▶ _Aim of the task_: In full and without alteration, return the records below.
── Input
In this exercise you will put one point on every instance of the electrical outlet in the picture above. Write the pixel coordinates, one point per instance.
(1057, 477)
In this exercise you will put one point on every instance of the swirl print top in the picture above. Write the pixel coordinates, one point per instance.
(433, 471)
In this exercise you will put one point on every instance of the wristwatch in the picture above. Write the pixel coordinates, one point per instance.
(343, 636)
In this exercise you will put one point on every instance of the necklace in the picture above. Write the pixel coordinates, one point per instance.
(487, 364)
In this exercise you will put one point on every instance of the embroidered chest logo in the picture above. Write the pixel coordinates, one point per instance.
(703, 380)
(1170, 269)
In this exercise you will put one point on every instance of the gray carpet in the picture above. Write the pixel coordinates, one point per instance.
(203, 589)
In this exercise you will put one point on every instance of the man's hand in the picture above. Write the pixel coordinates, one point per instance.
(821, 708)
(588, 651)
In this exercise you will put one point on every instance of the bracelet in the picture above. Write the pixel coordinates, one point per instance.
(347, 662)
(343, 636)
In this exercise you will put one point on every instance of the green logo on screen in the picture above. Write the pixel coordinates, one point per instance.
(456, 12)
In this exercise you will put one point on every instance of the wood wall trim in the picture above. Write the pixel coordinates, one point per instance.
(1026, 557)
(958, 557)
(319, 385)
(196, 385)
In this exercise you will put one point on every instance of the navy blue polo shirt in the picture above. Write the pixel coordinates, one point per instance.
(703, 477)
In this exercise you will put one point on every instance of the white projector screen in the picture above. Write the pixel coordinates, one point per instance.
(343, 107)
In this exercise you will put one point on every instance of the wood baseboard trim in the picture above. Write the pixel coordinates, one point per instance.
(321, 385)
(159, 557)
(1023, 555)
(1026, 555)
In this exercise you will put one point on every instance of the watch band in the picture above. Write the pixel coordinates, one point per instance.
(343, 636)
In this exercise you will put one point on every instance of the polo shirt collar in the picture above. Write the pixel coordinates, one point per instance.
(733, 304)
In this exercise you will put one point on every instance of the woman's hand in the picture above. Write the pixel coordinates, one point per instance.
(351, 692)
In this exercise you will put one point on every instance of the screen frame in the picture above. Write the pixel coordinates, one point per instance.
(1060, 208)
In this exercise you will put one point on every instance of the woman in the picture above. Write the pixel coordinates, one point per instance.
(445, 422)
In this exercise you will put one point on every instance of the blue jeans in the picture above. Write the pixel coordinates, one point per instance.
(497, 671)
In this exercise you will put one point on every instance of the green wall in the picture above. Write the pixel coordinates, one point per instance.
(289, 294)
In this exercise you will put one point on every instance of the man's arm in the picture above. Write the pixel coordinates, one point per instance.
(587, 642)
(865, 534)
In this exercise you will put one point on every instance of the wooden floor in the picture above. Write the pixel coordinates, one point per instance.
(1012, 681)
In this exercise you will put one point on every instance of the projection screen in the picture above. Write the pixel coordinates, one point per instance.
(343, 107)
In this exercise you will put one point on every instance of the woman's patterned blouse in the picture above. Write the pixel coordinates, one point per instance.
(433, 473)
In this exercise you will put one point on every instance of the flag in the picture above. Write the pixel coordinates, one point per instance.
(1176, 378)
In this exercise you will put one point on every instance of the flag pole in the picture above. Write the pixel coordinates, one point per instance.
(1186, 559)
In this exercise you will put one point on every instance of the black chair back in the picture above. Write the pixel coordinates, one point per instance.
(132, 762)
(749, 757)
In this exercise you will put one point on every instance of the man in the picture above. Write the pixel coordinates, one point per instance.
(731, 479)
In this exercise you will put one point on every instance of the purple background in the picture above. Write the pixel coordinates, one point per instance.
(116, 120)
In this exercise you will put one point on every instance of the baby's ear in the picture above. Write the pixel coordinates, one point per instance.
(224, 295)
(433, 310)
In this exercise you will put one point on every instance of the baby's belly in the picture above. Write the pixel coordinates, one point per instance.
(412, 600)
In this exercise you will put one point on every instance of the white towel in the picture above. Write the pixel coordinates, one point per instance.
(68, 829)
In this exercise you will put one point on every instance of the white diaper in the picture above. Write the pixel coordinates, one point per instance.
────
▶ _Output of the exercise_:
In this exercise you will put one point on every instance of the electrical outlet in the picture above. Write the pixel coordinates, one point per instance.
(1057, 477)
In this exercise you will put one point on every instance of the swirl print top in the picture above. Write the pixel coordinates, one point per instance.
(433, 471)
In this exercise you will put one point on every instance of the wristwatch in the picture above. Write the pixel coordinates, one point per instance.
(343, 636)
In this exercise you will put one point on every instance of the necklace in the picture above. Write the pixel coordinates, one point per instance.
(487, 364)
In this exercise you will put one point on every instance of the embroidered chest logo in the picture above. Write the pixel coordinates, one point per instance.
(703, 380)
(1170, 269)
In this exercise you will put one point on every instance of the gray carpet in the picture above. Write the pixel coordinates, one point per instance.
(203, 589)
In this exercise you will put one point on every instance of the man's hand in the picture above. Write the pixel coordinates, one point per instance.
(821, 708)
(588, 651)
In this exercise you will put one point on every instance of the bracelet in the picture above. Write the pixel coordinates, one point per instance.
(347, 662)
(343, 636)
In this exercise you will put one point on every instance of the green logo on screen in the picture above. Write the pixel coordinates, one point per instance.
(456, 12)
In this exercise you will put one point on every instance of the wood wall trim in the picture above. Write the pixel coordinates, one point per instance.
(1026, 557)
(958, 557)
(319, 385)
(196, 385)
In this exercise you will put one point on every instance of the navy blue polo shirt in the picture above. Write the pixel coordinates, one point per instance.
(703, 477)
In this exercise you will put one point on every instance of the white projector screen in the picture above. Write the pixel coordinates, one point per instance.
(343, 107)
In this exercise you will put one point on every instance of the wood baseboard trim in the picture above. Write the pixel coordinates, one point per instance.
(321, 385)
(159, 557)
(1023, 555)
(1026, 555)
In this exercise you will put one point on every instance of the watch band in the picture above. Write the pixel coordinates, one point per instance.
(343, 636)
In this exercise you will put one point on every instance of the polo shirt collar in the picture above. Write the pixel coordinates, one point per instance.
(733, 304)
In this exercise you will put one point on every instance of the woman's hand in the picture above. Write the pixel coordinates, one point per instance.
(351, 692)
In this exercise you will put one point on every instance of the screen frame in the picture above. Write the pixel coordinates, one point per instance.
(1060, 208)
In this exercise you will put one point on every instance of the woman in the picture above. Write the pixel coordinates, one point per instance.
(445, 422)
In this exercise you will put one point on every instance of the blue jeans in the picture above. Write the pixel coordinates, one point per instance.
(497, 671)
In this exercise you will put one point on every instance of the green wall in the picture above. Write the pixel coordinates, one point per instance.
(289, 294)
In this exercise you will put one point on every instance of the man's arm in the picture above. Write the pixel coordinates, one point per instance.
(587, 642)
(865, 534)
In this exercise you will put one point on every instance of the wooden floor in the picture above. Write the pixel coordinates, one point per instance.
(1012, 681)
In this exercise you will put one point on every instance of the projection screen in the picture above. Write the pixel coordinates, one point per instance.
(343, 107)
In this exercise you will put one point on every instance of the woman's patterned blouse in the picture above. Write the pixel coordinates, one point per instance.
(433, 473)
In this exercise you will put one point on every instance of the flag in the picture above. Write the pixel coordinates, one point per instance.
(1176, 378)
In this exercise you will put one point on every instance of the flag pole in the picture above. Write the pixel coordinates, one point per instance.
(1186, 559)
In this exercise you will put one point on every instance of the black chair back in the picture above. Write the pixel coordinates, one point per instance.
(132, 762)
(749, 757)
In this exercise you will put one point on every instance of the man in the picture above. Write the pixel coordinates, one point per instance.
(731, 479)
In this exercise you will put one point on every instance of the purple background in the picture above. Write the pixel coordinates, one point per instance.
(116, 120)
In this exercise you will put one point on every instance of the baby's ear in the picture above. Write the pixel coordinates, one point per instance.
(224, 295)
(433, 310)
In this exercise you will put one point on every instance of the baby's belly in the picture above. Write the pixel coordinates, one point per instance.
(412, 600)
In this exercise you will put one point on every instance of the white towel in the picture above. Write the pixel coordinates, one point per instance.
(68, 829)
In this exercise you will put one point on every instance of the white diaper in the picture above. Write the pixel coordinates, one point per instance.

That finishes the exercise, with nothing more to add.